Exercise
Rewrite the listing below, replacing "One pin per instance" with "Mark every instance" everywhere it occurs and keeping every other line and character unchanged.

Data section
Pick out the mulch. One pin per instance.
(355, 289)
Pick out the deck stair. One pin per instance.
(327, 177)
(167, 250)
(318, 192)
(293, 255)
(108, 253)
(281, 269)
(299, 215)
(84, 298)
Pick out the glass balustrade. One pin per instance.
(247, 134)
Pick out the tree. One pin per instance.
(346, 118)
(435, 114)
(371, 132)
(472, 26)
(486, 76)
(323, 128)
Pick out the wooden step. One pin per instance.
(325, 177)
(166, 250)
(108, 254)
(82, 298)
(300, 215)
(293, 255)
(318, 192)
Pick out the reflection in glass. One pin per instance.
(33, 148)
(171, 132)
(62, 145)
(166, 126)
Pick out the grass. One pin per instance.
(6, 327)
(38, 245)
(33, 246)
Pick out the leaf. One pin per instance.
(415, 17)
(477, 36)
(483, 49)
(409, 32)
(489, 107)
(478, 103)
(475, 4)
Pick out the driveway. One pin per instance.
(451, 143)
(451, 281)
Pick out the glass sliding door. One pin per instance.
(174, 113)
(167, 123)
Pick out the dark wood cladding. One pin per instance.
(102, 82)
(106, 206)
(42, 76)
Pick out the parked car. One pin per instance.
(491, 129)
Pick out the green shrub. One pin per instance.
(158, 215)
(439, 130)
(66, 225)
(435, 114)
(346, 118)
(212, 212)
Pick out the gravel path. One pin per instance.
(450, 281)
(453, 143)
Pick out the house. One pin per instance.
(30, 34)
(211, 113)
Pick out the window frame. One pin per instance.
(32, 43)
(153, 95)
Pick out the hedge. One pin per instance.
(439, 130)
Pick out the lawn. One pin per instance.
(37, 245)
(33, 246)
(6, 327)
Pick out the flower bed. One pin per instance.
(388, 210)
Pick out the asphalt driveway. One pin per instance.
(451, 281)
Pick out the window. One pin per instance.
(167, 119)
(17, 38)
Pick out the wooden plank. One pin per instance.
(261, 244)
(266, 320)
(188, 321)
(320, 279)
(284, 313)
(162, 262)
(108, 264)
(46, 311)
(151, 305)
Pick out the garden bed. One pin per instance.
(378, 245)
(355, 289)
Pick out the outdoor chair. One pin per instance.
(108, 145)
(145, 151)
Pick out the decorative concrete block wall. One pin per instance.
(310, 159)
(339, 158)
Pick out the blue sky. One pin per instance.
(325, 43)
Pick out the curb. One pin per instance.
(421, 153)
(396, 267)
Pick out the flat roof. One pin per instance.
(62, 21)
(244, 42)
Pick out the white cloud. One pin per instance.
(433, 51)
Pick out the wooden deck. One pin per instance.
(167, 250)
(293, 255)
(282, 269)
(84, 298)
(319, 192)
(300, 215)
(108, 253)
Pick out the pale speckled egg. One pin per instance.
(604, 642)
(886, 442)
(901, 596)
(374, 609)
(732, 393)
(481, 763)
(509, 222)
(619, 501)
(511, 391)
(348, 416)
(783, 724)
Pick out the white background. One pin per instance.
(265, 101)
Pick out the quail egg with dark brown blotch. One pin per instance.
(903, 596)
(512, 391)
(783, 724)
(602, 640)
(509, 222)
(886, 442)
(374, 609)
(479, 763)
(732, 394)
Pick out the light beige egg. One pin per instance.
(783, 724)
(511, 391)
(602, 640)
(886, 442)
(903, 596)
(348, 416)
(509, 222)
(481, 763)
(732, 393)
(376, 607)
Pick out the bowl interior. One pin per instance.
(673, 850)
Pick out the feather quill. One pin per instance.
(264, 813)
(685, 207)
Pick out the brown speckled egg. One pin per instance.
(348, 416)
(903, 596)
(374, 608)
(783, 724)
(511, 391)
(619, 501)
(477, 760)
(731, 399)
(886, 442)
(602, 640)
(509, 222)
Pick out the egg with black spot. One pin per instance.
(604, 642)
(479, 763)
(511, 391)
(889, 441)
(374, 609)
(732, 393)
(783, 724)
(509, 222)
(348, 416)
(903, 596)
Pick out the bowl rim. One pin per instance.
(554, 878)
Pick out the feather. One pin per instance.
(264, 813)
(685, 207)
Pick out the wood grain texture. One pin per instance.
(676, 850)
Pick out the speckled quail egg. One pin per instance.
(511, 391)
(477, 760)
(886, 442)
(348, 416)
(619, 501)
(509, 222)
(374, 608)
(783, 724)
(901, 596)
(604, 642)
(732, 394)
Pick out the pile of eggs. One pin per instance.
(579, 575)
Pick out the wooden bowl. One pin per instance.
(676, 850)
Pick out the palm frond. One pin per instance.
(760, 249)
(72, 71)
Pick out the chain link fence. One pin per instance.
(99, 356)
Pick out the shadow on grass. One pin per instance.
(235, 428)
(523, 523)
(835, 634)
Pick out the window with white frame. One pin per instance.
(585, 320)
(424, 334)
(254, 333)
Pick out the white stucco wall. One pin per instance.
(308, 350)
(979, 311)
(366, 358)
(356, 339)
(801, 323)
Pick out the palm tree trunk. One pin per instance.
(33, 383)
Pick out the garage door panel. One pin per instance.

Finished exercise
Pick out the mulch. Mark every instance.
(355, 289)
Pick out the deck stair. Mark every instance.
(327, 177)
(167, 250)
(318, 192)
(293, 255)
(108, 253)
(281, 269)
(299, 215)
(84, 298)
Pick out the glass balustrade. Mark every instance.
(247, 134)
Pick out the tree. Mark every instance.
(346, 118)
(435, 114)
(371, 132)
(472, 26)
(486, 76)
(323, 128)
Pick out the wooden step. Mark every instance.
(325, 177)
(166, 250)
(108, 254)
(82, 298)
(300, 215)
(293, 255)
(318, 192)
Pick out the reflection in glass. Mark every instance.
(33, 148)
(171, 132)
(62, 145)
(166, 126)
Pick out the grass. Mark every instance.
(6, 327)
(38, 245)
(33, 246)
Pick out the leaf. Mark every instance.
(415, 17)
(477, 36)
(483, 49)
(409, 32)
(489, 107)
(478, 103)
(475, 4)
Pick out the driveway. Mark every instance.
(451, 143)
(451, 281)
Pick out the glass sliding door. Mark every instance.
(174, 113)
(167, 123)
Pick out the dark wood cladding. Mark every instance.
(102, 82)
(106, 206)
(42, 76)
Pick out the parked car. Mark every instance.
(491, 129)
Pick out the green shrub. Mark every instance.
(158, 215)
(439, 130)
(66, 225)
(435, 114)
(346, 118)
(212, 212)
Pick out the gravel path. Mark every instance.
(450, 281)
(453, 143)
Pick out the house. Mark every instance.
(30, 34)
(211, 113)
Pick out the window frame. Mark every instance.
(32, 43)
(153, 95)
Pick out the hedge. Mark every instance.
(439, 130)
Pick out the lawn. Mark every instance.
(37, 245)
(33, 246)
(6, 327)
Pick out the flower bed. Mark every instance.
(388, 210)
Pick out the asphalt driveway. Mark every instance.
(451, 281)
Pick out the window. Mark every instance.
(167, 119)
(17, 38)
Pick out the wooden plank. Mark every instance.
(261, 244)
(266, 320)
(188, 321)
(320, 279)
(284, 313)
(162, 262)
(108, 264)
(46, 311)
(151, 305)
Pick out the garden bed. Mark every instance.
(378, 245)
(355, 289)
Pick out the outdoor chair. Mark every instance.
(108, 145)
(145, 151)
Pick out the decorative concrete block wall. Mark every instance.
(310, 159)
(339, 158)
Pick out the blue sky. Mark every instance.
(325, 43)
Pick out the curb. Mark every instance.
(421, 153)
(396, 267)
Pick out the flat roof. Mark every instance.
(62, 21)
(244, 42)
Pick out the white cloud. Mark every instance.
(433, 51)
Pick out the wooden deck. Mark every instance.
(167, 250)
(293, 255)
(282, 269)
(84, 298)
(319, 192)
(300, 215)
(108, 253)
Pick out the pale speckled egg. Mark every instance.
(604, 642)
(886, 442)
(901, 596)
(374, 609)
(732, 393)
(481, 763)
(509, 222)
(619, 501)
(511, 391)
(348, 416)
(783, 724)
Pick out the white background. Mark every instance.
(265, 101)
Pick out the quail egg with dark brown blotch. Mark every instance.
(903, 596)
(512, 391)
(783, 724)
(602, 640)
(509, 222)
(886, 442)
(374, 609)
(479, 763)
(732, 394)
Pick out the light beige egg. Mark every instance.
(783, 724)
(511, 391)
(602, 640)
(886, 442)
(903, 596)
(348, 416)
(509, 222)
(481, 763)
(732, 393)
(376, 607)
Pick out the bowl interior. Mark every instance.
(673, 850)
Pick out the feather quill. Mark every instance.
(264, 813)
(685, 207)
Pick out the brown speckled egg. Mark every instance.
(348, 416)
(903, 596)
(374, 608)
(783, 724)
(511, 391)
(619, 501)
(477, 760)
(731, 399)
(886, 442)
(602, 640)
(509, 222)
Pick out the egg with black spot. Mark every instance.
(604, 642)
(479, 763)
(511, 391)
(889, 441)
(374, 609)
(732, 393)
(783, 724)
(509, 222)
(348, 416)
(903, 596)
Pick out the bowl rim. Mark every instance.
(554, 878)
Pick out the feather. Mark every instance.
(264, 813)
(685, 207)
Pick out the wood grain texture. Mark every instance.
(676, 850)
Pick out the speckled quail egg. Mark every instance.
(511, 391)
(477, 760)
(886, 442)
(348, 416)
(619, 501)
(509, 222)
(374, 608)
(783, 724)
(901, 596)
(604, 642)
(732, 394)
Pick out the pile of eggs. Mark every instance.
(579, 575)
Pick out the wooden bowl. Mark every instance.
(676, 850)
Pick out the palm frond. Mark every instance.
(760, 249)
(72, 71)
Pick out the chain link fence. Mark every instance.
(99, 356)
Pick out the shadow on grass. Mark every instance.
(235, 428)
(523, 523)
(835, 634)
Pick out the window with white frame. Mark every instance.
(585, 320)
(424, 334)
(254, 333)
Pick out the white stucco wall. Mark every instance.
(308, 350)
(979, 311)
(366, 358)
(356, 339)
(801, 323)
Pick out the palm tree trunk. Mark every instance.
(33, 383)
Pick out the garage door panel. Mark every instance.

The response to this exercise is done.